THINGS TO DO:
**a.** Transcribe the part of the passage on India's Covid-19 relief package between "The size of" and "Zealand and Romania.", inclusive.
**b.** In the passage on India's Covid-19 relief package, what share of GDP does Japan's fiscal support amount to?

EXCERPTED PASSAGE:
....
The size of India’s financial package is US $266 billion, or 10 per cent of its gross domestic product (GDP). After the coronavirus crisis, Pakistan’s GDP has taken a hit and its size is estimated to be $284 billion, according to World Bank.

In fact, India’s economic relief package for Covid-19 is bigger than Vietnam, Portugal, Greece, New Zealand and Romania.

The Bharatiya Janata Party (BJP) has hailed the announcement made by Prime Minister Narendra Modi, saying the Rs 20 lakh crore package “is the biggest package India has ever seen”.

Thanking PM Modi for announcing the economic relief package, BJP president JP Nadda said that this is around 10 per cent of the GDP and the prime minister’s proactive approach will build a self-reliant India.

Japan’s fiscal support stands at more than 20 per cent of GDP, while Singapore, Hong Kong and Australia have each rolled out spending amounting to 10 per cent or more of GDP, according to Bloomberg.

While addressing the nation on Tuesday, PM Modi also said that the next stage of the lockdown, which is due to be lifted on May 18 after being extended twice, “will be different in many ways”.
....
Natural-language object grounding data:

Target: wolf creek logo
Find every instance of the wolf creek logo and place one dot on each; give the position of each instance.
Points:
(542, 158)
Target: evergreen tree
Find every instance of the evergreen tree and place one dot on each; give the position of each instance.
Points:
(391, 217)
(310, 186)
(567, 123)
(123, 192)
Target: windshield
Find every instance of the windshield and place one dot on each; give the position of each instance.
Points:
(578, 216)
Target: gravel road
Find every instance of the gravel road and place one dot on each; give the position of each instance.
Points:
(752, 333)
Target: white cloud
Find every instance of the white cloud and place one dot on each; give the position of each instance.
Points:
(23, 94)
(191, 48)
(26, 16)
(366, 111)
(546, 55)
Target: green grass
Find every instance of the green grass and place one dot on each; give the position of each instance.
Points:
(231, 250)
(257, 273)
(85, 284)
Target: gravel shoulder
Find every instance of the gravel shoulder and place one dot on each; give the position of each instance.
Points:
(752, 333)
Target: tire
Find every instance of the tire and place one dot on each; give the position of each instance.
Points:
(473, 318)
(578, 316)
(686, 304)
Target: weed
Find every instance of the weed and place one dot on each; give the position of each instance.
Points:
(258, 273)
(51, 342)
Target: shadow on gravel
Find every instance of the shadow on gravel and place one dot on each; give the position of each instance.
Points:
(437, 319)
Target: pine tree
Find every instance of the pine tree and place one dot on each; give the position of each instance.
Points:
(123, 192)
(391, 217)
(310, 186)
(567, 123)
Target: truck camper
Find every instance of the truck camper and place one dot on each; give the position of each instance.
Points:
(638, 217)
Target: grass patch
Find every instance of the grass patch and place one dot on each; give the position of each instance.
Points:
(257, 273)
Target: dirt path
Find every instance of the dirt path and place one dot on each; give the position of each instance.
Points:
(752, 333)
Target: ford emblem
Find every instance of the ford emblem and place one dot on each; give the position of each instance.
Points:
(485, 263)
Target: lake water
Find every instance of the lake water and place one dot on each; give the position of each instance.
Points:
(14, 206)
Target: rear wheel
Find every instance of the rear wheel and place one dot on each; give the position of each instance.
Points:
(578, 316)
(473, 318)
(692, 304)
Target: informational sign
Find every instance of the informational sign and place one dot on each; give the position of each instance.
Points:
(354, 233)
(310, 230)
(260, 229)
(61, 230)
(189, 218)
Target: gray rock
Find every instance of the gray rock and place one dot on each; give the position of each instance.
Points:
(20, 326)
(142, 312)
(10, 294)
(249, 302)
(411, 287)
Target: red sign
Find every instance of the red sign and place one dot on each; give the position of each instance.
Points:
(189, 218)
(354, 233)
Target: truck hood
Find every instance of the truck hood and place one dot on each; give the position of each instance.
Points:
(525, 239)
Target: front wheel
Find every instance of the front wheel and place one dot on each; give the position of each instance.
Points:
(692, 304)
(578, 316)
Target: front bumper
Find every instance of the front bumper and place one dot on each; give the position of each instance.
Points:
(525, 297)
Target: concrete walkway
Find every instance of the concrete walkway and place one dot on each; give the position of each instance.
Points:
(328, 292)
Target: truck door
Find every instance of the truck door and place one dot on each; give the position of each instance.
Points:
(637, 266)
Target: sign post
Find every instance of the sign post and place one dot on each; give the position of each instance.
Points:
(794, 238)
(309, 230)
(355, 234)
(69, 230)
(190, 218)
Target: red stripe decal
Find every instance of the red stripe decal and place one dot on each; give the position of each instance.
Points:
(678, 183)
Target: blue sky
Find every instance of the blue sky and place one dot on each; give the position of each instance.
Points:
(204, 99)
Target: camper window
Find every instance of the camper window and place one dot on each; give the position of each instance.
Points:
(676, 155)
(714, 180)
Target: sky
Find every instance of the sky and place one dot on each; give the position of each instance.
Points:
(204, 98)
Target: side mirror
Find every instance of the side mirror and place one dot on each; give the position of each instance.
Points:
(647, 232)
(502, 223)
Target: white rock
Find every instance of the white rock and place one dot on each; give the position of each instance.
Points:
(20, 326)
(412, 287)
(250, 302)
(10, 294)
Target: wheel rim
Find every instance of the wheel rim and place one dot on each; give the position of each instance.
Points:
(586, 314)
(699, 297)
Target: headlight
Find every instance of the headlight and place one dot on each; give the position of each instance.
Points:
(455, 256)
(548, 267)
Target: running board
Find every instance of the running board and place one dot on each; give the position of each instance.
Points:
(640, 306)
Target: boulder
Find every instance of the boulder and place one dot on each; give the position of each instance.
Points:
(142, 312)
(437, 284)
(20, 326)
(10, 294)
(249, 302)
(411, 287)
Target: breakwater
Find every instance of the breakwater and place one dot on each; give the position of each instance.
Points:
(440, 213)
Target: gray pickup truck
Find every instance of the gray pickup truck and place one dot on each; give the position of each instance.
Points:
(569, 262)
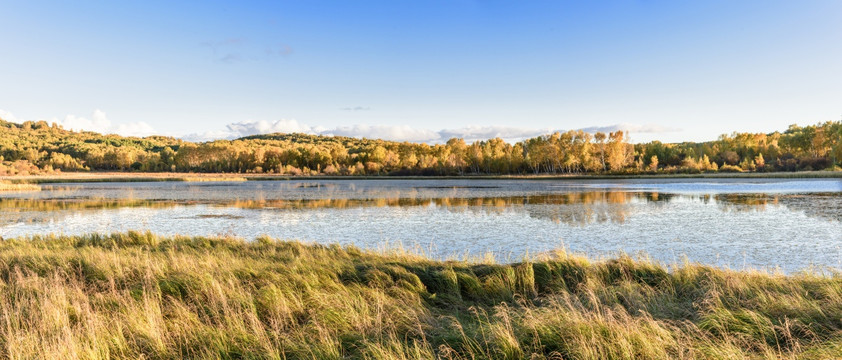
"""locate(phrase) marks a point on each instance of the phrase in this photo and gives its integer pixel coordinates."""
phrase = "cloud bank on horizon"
(405, 132)
(98, 122)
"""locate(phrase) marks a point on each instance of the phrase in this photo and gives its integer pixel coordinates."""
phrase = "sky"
(422, 71)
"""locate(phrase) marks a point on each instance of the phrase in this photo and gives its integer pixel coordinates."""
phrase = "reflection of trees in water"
(819, 205)
(575, 208)
(572, 208)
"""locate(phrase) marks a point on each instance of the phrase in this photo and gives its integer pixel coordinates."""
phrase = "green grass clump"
(137, 295)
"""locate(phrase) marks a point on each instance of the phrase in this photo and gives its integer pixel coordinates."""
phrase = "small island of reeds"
(9, 186)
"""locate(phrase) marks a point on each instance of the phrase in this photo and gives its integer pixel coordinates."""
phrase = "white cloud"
(402, 132)
(98, 122)
(632, 128)
(389, 132)
(508, 133)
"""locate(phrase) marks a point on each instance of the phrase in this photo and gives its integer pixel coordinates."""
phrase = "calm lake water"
(756, 223)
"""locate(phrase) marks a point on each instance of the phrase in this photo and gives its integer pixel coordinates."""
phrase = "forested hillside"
(39, 147)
....
RESPONSES TO THE TASKS:
**a.**
The size of India’s financial package is US $266 billion, or 10 per cent of its gross domestic product (GDP). After the coronavirus crisis, Pakistan’s GDP has taken a hit and its size is estimated to be $284 billion, according to World Bank.

In fact, India’s economic relief package for Covid-19 is bigger than Vietnam, Portugal, Greece, New Zealand and Romania.

**b.** More than 20 per cent of GDP.